DIRECTIONS FOR THIS TASK:
Rewrite the entries below, changing each "table" to "counter" and leaving every other character as it is.

EXERCISE MATERIAL:
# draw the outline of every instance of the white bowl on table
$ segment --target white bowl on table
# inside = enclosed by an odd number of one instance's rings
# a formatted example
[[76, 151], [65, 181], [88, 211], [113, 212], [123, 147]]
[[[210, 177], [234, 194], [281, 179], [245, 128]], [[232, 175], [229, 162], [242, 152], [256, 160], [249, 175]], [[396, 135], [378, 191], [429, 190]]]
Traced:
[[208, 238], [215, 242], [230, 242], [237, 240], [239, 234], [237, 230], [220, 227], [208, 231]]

TASK RESULT:
# draw the outline of every instance of the white bowl on counter
$ segment --target white bowl on counter
# inside = enclosed by an odd number of one instance's rings
# a formatted example
[[76, 151], [65, 181], [88, 211], [113, 212], [123, 147]]
[[[210, 177], [234, 194], [281, 179], [245, 128]], [[232, 175], [229, 162], [242, 152], [256, 160], [249, 175]], [[396, 135], [378, 191], [429, 190]]]
Traced:
[[208, 238], [215, 242], [230, 242], [237, 240], [239, 234], [237, 230], [220, 227], [208, 231]]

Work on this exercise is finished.